(Boundary annotation records)
----------------
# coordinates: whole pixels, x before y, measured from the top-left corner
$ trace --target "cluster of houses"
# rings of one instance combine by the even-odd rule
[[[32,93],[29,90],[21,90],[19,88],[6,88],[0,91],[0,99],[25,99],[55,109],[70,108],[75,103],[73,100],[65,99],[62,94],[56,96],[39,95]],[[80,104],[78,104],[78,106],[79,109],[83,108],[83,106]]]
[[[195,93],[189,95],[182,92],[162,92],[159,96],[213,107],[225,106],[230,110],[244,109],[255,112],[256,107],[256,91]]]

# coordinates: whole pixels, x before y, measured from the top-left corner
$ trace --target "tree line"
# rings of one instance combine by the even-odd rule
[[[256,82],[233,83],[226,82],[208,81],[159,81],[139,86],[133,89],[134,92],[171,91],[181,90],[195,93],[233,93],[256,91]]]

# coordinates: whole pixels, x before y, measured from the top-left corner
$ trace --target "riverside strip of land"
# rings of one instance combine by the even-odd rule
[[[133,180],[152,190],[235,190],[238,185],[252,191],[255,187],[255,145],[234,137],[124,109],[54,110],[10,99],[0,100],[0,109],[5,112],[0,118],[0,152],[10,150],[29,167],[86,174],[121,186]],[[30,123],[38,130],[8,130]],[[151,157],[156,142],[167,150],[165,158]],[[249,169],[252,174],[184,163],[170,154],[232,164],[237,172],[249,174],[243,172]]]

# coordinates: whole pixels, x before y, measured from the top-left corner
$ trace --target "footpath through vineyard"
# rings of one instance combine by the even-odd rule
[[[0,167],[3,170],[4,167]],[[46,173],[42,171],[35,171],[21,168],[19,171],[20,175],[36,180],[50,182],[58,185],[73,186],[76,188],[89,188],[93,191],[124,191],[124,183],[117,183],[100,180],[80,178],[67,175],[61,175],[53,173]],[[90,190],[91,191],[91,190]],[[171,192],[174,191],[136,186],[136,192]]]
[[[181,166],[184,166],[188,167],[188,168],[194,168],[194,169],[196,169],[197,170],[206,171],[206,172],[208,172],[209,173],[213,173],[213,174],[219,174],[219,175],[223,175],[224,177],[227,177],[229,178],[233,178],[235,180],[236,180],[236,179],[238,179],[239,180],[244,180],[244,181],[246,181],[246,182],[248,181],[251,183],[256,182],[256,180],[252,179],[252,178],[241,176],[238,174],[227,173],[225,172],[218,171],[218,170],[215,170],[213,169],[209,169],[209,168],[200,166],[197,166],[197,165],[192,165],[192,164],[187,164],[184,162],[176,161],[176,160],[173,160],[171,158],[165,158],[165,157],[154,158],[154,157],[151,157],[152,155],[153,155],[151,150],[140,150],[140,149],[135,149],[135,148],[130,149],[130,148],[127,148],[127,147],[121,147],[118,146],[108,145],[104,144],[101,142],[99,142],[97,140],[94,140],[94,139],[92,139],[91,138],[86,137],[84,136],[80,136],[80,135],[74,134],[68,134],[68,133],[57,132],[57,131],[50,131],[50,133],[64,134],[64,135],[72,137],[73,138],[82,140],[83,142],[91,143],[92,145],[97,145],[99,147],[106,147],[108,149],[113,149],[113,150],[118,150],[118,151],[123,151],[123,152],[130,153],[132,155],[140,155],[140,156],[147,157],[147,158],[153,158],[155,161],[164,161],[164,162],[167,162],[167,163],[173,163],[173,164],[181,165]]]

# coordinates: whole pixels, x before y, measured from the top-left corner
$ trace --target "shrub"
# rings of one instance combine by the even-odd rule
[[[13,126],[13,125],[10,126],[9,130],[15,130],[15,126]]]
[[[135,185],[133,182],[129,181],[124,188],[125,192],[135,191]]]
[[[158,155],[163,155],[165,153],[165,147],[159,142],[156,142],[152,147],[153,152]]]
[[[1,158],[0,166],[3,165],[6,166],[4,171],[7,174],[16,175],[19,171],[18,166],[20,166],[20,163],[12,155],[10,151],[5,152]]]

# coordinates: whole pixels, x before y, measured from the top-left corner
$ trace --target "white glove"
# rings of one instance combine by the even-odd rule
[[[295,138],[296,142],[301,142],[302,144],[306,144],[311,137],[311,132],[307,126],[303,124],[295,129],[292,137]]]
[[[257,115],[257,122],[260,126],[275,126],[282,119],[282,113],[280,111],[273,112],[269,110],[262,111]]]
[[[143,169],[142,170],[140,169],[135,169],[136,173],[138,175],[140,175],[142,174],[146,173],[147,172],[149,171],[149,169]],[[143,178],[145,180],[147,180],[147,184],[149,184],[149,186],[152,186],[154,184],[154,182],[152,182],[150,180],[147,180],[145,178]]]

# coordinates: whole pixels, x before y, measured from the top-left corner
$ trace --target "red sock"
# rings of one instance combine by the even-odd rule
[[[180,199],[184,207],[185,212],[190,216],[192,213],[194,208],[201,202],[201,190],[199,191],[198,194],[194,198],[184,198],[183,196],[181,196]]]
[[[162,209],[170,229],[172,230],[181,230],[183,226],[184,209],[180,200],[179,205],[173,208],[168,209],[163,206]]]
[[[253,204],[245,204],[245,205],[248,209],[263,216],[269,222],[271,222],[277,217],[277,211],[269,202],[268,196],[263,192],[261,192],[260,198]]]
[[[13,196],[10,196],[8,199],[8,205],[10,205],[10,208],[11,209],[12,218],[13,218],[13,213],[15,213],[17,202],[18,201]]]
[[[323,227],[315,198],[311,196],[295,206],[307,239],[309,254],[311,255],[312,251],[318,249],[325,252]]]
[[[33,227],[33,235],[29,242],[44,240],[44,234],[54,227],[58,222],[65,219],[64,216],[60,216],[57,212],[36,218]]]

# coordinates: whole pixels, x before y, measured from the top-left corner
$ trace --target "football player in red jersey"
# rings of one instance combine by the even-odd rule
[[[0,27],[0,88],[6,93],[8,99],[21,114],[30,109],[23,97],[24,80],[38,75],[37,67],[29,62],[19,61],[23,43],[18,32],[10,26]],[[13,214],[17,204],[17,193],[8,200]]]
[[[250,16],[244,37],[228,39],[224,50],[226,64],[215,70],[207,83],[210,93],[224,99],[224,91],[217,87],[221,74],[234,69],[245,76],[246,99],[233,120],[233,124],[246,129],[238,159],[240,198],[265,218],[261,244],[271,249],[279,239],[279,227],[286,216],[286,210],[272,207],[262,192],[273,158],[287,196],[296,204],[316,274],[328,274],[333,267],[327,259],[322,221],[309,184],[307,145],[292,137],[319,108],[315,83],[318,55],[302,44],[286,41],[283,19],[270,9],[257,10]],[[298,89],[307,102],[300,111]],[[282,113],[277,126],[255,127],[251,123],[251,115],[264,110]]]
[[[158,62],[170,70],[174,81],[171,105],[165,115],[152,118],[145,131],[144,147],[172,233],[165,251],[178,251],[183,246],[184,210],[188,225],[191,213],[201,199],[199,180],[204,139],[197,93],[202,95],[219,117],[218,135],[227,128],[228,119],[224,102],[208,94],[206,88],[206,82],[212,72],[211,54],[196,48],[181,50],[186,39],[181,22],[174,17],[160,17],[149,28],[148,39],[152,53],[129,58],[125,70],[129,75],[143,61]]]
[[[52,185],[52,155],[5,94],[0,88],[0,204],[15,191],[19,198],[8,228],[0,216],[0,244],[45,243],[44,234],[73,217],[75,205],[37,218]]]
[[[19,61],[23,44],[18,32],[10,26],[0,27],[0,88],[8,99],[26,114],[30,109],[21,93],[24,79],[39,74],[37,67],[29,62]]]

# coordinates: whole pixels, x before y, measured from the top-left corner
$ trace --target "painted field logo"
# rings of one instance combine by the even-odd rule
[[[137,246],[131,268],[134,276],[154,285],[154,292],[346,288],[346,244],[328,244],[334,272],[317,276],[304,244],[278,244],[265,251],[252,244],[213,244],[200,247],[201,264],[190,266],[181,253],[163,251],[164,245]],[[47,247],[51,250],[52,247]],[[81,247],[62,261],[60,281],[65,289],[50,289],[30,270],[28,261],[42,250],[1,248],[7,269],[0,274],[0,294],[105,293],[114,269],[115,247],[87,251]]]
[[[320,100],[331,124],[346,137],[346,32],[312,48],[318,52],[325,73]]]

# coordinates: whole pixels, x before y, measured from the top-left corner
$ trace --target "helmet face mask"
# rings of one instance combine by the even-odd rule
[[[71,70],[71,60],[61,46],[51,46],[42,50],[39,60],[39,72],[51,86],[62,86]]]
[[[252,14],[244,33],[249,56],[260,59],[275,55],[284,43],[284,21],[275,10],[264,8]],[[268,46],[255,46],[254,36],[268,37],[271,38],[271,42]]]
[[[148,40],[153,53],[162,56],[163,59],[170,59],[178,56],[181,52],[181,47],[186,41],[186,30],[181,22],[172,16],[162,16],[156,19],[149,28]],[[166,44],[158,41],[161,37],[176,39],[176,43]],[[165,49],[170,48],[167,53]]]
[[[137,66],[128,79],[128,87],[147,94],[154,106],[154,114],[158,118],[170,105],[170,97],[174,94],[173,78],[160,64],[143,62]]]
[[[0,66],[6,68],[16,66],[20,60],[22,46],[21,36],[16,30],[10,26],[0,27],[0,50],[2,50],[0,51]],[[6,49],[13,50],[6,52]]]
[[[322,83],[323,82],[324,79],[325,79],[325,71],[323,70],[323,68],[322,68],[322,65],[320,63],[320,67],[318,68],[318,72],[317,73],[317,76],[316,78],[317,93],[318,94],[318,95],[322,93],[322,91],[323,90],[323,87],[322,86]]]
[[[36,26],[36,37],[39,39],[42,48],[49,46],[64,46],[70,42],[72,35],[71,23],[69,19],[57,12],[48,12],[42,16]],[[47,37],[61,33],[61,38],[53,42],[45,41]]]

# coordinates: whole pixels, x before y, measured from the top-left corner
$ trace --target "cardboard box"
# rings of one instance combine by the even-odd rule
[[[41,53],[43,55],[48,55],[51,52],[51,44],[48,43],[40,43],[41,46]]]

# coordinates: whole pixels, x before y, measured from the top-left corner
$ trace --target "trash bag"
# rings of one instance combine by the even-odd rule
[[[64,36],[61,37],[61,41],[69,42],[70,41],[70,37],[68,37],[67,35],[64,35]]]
----------------
- [Short task]: How many lines in the records above contain the word "trace"? Reply with the count alone.

- [Answer to this problem]: 12